_Short problem:_
Return every one of the records below word for word, without changing anything.

_Information provided:_
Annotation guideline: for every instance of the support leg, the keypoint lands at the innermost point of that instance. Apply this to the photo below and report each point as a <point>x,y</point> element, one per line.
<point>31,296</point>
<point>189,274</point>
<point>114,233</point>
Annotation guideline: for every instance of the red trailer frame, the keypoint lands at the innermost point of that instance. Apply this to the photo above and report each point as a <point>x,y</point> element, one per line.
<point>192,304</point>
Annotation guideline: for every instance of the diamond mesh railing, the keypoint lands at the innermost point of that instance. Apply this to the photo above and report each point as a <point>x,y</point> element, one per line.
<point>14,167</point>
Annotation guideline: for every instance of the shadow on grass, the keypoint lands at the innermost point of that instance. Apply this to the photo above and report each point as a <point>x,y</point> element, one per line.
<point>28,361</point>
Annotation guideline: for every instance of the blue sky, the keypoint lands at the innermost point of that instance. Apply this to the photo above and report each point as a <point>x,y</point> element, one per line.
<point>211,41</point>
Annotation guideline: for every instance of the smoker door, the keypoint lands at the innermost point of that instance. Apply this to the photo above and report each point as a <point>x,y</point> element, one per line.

_Exercise output:_
Annotation guideline: for every instance of the support leg, the keypoint lands at the innermost point of that instance. Apply this to the photo below and report each point as a <point>x,y</point> element, one per line.
<point>31,296</point>
<point>189,274</point>
<point>114,233</point>
Annotation guideline: for every instance of the red trailer frame, the keypoint lands at the innermost point of that instance. Apply this to the photo above and report each point as a <point>x,y</point> element, one per line.
<point>192,304</point>
Annotation guideline: for every instance of the diamond mesh railing, the keypoint lands at the innermost point of that instance. Apply this to the photo above and report each point as a <point>x,y</point> element, one per line.
<point>14,167</point>
Annotation guideline: for every instance of the shadow on grass, the keypoint lands at the innermost point of that instance. Apply this to the photo above and report each point as a <point>x,y</point> element, one per line.
<point>28,361</point>
Annotation guideline: for every instance of the blue sky, the keypoint lands at the innermost point of that instance. Apply this to the photo above and report each point as a <point>x,y</point> element, one per line.
<point>211,41</point>
Annotation guideline: for every instance of the smoker door, the keypoint lands at the innermost point of that instance. Apply this to the photo above and report each point as a <point>x,y</point> element, one per line.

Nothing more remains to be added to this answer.